Write back every record verbatim.

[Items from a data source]
= Beginning of Section =

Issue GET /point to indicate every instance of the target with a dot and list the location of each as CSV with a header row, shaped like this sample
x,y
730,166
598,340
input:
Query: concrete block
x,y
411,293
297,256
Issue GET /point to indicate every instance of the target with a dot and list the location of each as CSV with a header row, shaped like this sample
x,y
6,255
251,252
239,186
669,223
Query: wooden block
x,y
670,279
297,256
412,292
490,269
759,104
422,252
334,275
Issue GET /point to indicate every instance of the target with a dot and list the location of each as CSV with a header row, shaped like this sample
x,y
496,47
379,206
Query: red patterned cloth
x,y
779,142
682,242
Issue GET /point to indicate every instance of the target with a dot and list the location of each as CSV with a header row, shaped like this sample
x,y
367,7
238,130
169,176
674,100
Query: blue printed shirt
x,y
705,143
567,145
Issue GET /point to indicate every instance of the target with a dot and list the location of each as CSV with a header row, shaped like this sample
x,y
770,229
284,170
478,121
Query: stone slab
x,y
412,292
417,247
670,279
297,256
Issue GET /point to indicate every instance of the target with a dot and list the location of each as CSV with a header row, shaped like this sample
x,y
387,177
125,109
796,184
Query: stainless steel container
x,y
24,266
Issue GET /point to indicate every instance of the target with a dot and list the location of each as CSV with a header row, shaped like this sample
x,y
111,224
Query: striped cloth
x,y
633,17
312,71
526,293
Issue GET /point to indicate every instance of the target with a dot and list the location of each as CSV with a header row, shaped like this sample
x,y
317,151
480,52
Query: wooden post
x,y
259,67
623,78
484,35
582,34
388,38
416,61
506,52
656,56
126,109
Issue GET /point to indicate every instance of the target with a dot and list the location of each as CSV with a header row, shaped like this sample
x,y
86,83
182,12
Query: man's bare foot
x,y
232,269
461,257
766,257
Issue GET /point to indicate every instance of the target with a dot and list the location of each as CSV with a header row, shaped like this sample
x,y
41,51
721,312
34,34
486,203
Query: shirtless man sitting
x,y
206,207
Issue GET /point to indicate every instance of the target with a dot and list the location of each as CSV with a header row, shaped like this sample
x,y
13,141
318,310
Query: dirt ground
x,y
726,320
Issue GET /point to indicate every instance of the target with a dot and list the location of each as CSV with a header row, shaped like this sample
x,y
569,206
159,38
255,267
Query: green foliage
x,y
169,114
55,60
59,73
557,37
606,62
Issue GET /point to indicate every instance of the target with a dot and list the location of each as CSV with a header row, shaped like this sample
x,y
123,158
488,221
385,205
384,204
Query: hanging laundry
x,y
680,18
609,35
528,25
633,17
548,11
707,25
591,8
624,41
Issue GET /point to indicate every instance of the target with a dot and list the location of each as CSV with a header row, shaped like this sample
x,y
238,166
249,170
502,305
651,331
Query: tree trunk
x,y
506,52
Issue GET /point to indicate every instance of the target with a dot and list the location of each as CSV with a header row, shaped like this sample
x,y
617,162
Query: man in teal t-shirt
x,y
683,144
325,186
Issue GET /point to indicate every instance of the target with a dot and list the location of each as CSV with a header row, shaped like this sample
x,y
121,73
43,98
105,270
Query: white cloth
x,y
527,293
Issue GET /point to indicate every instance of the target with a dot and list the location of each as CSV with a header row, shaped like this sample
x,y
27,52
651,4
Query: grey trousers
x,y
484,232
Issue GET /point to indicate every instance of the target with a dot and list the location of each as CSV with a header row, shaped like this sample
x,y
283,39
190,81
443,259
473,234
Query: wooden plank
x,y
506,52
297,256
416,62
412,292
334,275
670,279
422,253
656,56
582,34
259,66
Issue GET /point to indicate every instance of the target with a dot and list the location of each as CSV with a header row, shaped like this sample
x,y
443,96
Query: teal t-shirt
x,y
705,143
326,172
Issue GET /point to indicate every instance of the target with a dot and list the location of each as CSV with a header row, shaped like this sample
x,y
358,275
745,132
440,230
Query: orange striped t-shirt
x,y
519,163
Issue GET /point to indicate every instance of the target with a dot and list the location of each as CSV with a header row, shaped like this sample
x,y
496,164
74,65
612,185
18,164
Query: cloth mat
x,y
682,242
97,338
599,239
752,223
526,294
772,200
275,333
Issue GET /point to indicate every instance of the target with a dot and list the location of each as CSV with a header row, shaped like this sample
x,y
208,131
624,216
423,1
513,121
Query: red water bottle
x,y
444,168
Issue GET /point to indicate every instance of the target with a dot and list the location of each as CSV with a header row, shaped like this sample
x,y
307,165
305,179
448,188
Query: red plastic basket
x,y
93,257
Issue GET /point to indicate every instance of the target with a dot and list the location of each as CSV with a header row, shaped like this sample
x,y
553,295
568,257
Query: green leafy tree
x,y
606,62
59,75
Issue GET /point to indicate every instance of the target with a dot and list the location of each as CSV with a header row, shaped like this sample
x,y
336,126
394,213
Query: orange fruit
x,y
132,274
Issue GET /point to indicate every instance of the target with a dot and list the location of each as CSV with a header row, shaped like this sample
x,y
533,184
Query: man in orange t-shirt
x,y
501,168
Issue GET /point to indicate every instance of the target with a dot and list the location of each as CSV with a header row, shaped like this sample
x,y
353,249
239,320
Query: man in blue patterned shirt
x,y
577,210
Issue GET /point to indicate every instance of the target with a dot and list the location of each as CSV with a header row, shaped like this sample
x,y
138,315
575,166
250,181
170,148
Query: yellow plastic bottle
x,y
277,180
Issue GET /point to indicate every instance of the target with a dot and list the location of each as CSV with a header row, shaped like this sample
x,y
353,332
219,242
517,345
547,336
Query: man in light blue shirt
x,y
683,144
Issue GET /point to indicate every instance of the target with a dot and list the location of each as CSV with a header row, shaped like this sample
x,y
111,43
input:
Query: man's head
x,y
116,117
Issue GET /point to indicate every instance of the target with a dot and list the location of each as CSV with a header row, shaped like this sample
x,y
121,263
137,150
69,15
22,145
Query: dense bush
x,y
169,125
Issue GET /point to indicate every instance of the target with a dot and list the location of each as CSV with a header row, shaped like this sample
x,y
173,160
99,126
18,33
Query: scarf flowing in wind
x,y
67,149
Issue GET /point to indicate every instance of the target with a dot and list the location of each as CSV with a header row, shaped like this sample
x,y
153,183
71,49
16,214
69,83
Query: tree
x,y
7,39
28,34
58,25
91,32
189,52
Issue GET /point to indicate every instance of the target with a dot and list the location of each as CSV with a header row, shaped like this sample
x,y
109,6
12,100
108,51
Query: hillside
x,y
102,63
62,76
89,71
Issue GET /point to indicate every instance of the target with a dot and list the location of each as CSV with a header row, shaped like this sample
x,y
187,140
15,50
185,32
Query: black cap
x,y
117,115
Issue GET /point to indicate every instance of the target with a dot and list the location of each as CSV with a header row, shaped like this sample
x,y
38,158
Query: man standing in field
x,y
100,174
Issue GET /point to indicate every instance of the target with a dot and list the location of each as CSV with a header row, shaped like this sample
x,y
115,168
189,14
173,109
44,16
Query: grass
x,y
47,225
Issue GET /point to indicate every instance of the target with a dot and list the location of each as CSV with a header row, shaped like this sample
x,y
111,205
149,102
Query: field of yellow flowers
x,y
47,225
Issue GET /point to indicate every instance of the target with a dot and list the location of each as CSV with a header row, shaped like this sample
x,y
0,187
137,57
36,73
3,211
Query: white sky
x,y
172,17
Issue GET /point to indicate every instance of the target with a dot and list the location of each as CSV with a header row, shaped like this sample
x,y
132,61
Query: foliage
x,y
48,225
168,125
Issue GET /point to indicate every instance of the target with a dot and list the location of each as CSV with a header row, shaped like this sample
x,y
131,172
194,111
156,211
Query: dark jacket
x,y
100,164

= End of Section =

ANSWER FOR THE TASK:
Issue GET /point to indicate every instance of the target with a dot and list the location of each as CSV with a header row, shaped like this sample
x,y
730,166
598,340
input:
Query: concrete block
x,y
411,293
297,256
Issue GET /point to indicate every instance of the target with a dot and list the location of each as CSV with a header row, shaped like this sample
x,y
6,255
251,252
239,186
669,223
Query: wooden block
x,y
670,279
297,256
412,292
490,269
759,104
422,252
334,275
Issue GET /point to indicate every instance of the target with a dot and list the location of each as CSV with a header row, shaped like this sample
x,y
496,47
379,206
Query: red patterned cloth
x,y
779,142
682,242
Issue GET /point to indicate every instance of the target with a dot and list the location of each as CSV with a header row, shaped like this sample
x,y
367,7
238,130
169,176
674,100
Query: blue printed shirt
x,y
705,143
567,145
Issue GET /point to indicate every instance of the target with a dot and list the location of each as CSV with a header row, shaped like this sample
x,y
770,229
284,170
478,121
Query: stone slab
x,y
412,292
417,247
670,279
297,256
Issue GET /point to indicate every instance of the target with a dot and list the location of each as CSV with a header row, shaped like this sample
x,y
387,177
125,109
796,184
Query: stainless steel container
x,y
24,266
Issue GET /point to indicate every instance of the target with a dot and list the location of each as CSV with a header row, shaped like this sample
x,y
111,224
Query: striped cloth
x,y
633,17
312,71
526,293
Issue GET /point to indicate every instance of the target with a dot and list the location of each as CSV with a header row, shaped like this sample
x,y
317,151
480,52
Query: wooden post
x,y
259,67
623,78
484,35
582,34
388,38
416,61
506,52
656,56
126,109
Issue GET /point to indicate every instance of the target with a dot and list the location of each as CSV with a header row, shaped like this sample
x,y
86,83
182,12
Query: man's bare foot
x,y
232,269
461,257
766,257
Issue GET /point to indicate every instance of the target with a dot and list the location of each as CSV with a header row, shaped like this sample
x,y
41,51
721,312
34,34
486,203
Query: shirtless man sitting
x,y
206,207
Issue GET /point to indicate every instance of the target with a dot and list the location of each as CSV with a header row, shaped like this sample
x,y
13,141
318,310
Query: dirt ground
x,y
726,320
Issue GET /point to indicate every instance of the target with a dot and list the location of each as CSV with a header row, shaped like this sample
x,y
569,206
159,38
255,267
Query: green foliage
x,y
169,114
55,60
59,73
557,37
606,62
Issue GET /point to indicate every instance of the target with a dot and list the location of each as CSV with a header row, shaped like this sample
x,y
123,158
488,221
385,205
384,204
Query: hanging laundry
x,y
680,18
609,35
528,25
633,17
548,11
707,25
591,8
624,41
Issue GET /point to indicate every instance of the target with a dot and list the location of each as CSV with a header row, shaped like this sample
x,y
238,166
249,170
502,305
651,331
Query: tree trunk
x,y
506,52
Issue GET /point to indicate every instance of the target with a dot and list the location of each as CSV with a header row, shaped like this sample
x,y
617,162
Query: man in teal t-shirt
x,y
683,144
325,186
Issue GET /point to indicate every instance of the target with a dot and list the location of each as CSV with a header row, shaped like this sample
x,y
121,73
43,98
105,270
Query: white cloth
x,y
527,293
Issue GET /point to indicate every instance of the target with a dot and list the location of each as CSV with a header row, shaped like this sample
x,y
27,52
651,4
Query: grey trousers
x,y
484,232
Issue GET /point to indicate every instance of the target with a dot and list the location of each as CSV with a header row, shaped like this sample
x,y
283,39
190,81
443,259
473,234
Query: wooden plank
x,y
506,52
297,256
416,62
412,292
334,275
670,279
422,253
656,56
582,34
259,66
Issue GET /point to indicate every instance of the target with a dot and list the location of each as CSV with a header row, shaped like this sample
x,y
443,96
Query: teal t-shirt
x,y
705,143
326,172
Issue GET /point to indicate every instance of the target with a dot and list the location of each as CSV with a header row, shaped like this sample
x,y
358,275
745,132
440,230
Query: orange striped t-shirt
x,y
519,163
Issue GET /point to indicate every instance of the target with a dot and list the location of each as CSV with a header row, shaped like this sample
x,y
496,164
74,65
612,185
18,164
Query: cloth mat
x,y
682,242
97,338
599,239
752,223
526,294
772,200
275,333
Issue GET /point to indicate every instance of the target with a dot and list the location of each as CSV with a header row, shaped like this sample
x,y
208,131
624,216
423,1
513,121
Query: red water bottle
x,y
444,168
Issue GET /point to indicate every instance of the target with a dot and list the location of each as CSV with a header row, shaped like this sample
x,y
307,165
305,179
448,188
Query: red plastic basket
x,y
93,257
Issue GET /point to indicate every instance of the target with a dot and list the location of each as CSV with a header row, shaped like this sample
x,y
553,295
568,257
Query: green leafy tree
x,y
606,62
59,75
Issue GET /point to indicate every instance of the target with a dot and list the location of each as CSV with a header row, shaped like this sample
x,y
336,126
394,213
Query: orange fruit
x,y
132,274
Issue GET /point to indicate every instance of the target with a dot and list the location of each as CSV with a header row, shaped like this sample
x,y
533,184
Query: man in orange t-shirt
x,y
501,168
Issue GET /point to indicate every instance of the target with a dot and list the location of each as CSV with a header row, shaped like this sample
x,y
353,249
239,320
Query: man in blue patterned shirt
x,y
577,210
Issue GET /point to indicate every instance of the target with a dot and list the location of each as CSV with a header row, shaped like this sample
x,y
138,315
575,166
250,181
170,148
Query: yellow plastic bottle
x,y
277,180
Issue GET /point to indicate every instance of the target with a dot and list the location of each as CSV with a header row, shaped like this sample
x,y
353,332
219,242
517,345
547,336
Query: man in light blue shirt
x,y
683,144
Issue GET /point to indicate every instance of the target with a dot and list the location of each as CSV with a header row, shaped like this sample
x,y
111,43
input:
Query: man's head
x,y
116,117
Issue GET /point to indicate every instance of the target with a dot and list the location of each as CSV with a header row, shaped like this sample
x,y
121,263
137,150
69,15
22,145
Query: dense bush
x,y
169,125
Issue GET /point to indicate every instance of the target with a dot and list the location of each as CSV with a header row, shaped like this sample
x,y
173,160
99,126
18,33
Query: scarf flowing in wind
x,y
67,149
Issue GET /point to indicate every instance of the target with a dot and list the location of each as CSV with a header row, shaped like this sample
x,y
153,183
71,49
16,214
69,83
Query: tree
x,y
7,39
28,34
58,25
91,32
189,52
Issue GET /point to indicate every instance of the target with a dot and list the location of each as CSV with a header row, shaped like this sample
x,y
109,6
12,100
108,51
Query: hillside
x,y
102,63
62,76
89,71
Issue GET /point to indicate every instance of the target with a dot and list the location of each as CSV with a header row, shaped like this sample
x,y
187,140
15,50
185,32
Query: black cap
x,y
117,115
Issue GET /point to indicate every instance of the target with a dot and list the location of each as CSV with a header row, shaped like this sample
x,y
38,158
Query: man standing in field
x,y
100,174
Issue GET /point to indicate every instance of the target with a dot and list the location of each as CSV with a header row, shaped like this sample
x,y
115,168
189,14
173,109
44,16
Query: grass
x,y
47,225
Issue GET /point to indicate every instance of the target with a dot and list the location of each as CSV with a header row, shaped like this sample
x,y
111,205
149,102
Query: field of yellow flowers
x,y
47,225
Issue GET /point to indicate every instance of the target with a dot and list the location of each as CSV with a header row, shaped like this sample
x,y
0,187
137,57
36,73
3,211
Query: white sky
x,y
172,17
Issue GET /point to indicate every instance of the target with a dot and list the location of each as CSV with a header row, shaped like this sample
x,y
132,61
Query: foliage
x,y
48,225
168,125
Issue GET /point to indicate every instance of the target with a dot and list the location of each as CSV with a header row, shaped like this sample
x,y
131,172
194,111
156,211
Query: dark jacket
x,y
100,164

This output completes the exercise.